┌─ Supplied material
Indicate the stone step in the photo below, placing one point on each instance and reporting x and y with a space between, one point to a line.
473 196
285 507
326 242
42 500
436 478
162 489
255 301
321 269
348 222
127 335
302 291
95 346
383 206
└─
Print the data above again, unchanged and line for line.

Indicate the stone step in the photo below, placing one point on each instance and reporting x and y with a space between, one point to a line.
473 196
285 507
326 242
42 500
436 478
162 489
255 301
321 269
348 222
127 335
302 291
95 346
383 206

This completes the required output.